_Excerpt to read:_
━━━━━━━━━━

Vincent Wan Tsz-wai lost his hearing when he was a toddler, but thanks to a cochlear implant – a medical device that goes inside the ear to replace the functions of the damaged parts – and sign language, he lives life without too much hindrance, and hasn’t let his disability stop him from following his dreams.
One of Vincent’s dreams was to be able to communicate with marine animals using sign language, which until recently was not something he thought possible. The SuperHero programme, that encourages Hong Kong youths to pursue what they love, chose Vincent as one of 10 winners who were offered the chance to make their dreams a reality.
“I’ve seen videos of people using sign language and hand gestures to talk to animals, so I thought maybe I could do the same,” the Lutheran School for the Deaf student told Young Post through Wong Hin-man, an interpreter and social worker. “I never expected to win.”
Vincent said his favourite animal is the penguin, which is why he went to Ocean Park earlier this month to learn all about what a penguin trainer does day to day, as well as getting a chance to “talk” to them.

━━━━━━━━━━

_Data excerpt:_
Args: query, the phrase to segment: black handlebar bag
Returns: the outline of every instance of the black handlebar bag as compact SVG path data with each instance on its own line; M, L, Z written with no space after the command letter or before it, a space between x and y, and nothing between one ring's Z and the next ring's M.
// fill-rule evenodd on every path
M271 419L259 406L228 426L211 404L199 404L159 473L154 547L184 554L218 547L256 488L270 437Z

━━━━━━━━━━

_Directions:_
According to the article about Vincent Wan, which animal is his favorite? Please answer briefly. These lines come from a different source than the article about Vincent Wan.

_Task output:_
The penguin.